== Work required ==
Where a line in the data below includes the word "instance", count it. State the total and nothing more.

== Dataset extract ==
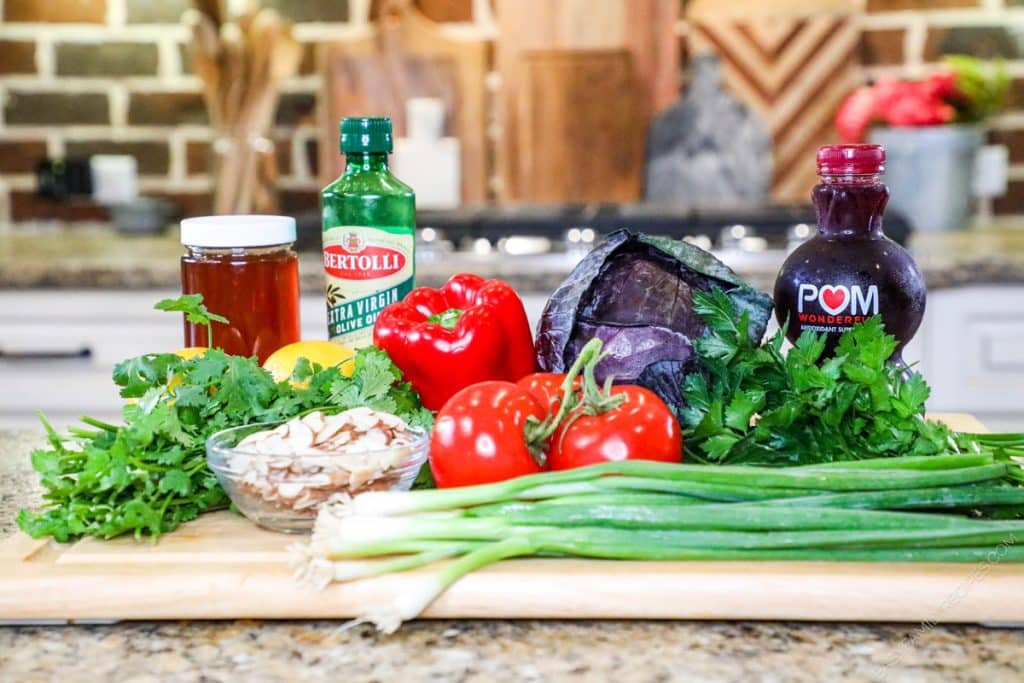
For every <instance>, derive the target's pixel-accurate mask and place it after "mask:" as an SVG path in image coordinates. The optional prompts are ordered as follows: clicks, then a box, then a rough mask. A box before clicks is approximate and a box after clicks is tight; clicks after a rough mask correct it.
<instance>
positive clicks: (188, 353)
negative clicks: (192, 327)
mask: <svg viewBox="0 0 1024 683" xmlns="http://www.w3.org/2000/svg"><path fill="white" fill-rule="evenodd" d="M209 350H210V349H209V348H208V347H206V346H185V347H184V348H179V349H178V350H177V351H172V353H174V355H176V356H178V357H180V358H182V359H183V360H191V359H193V358H195V357H196V356H197V355H203V354H204V353H206V352H207V351H209Z"/></svg>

== Response area ==
2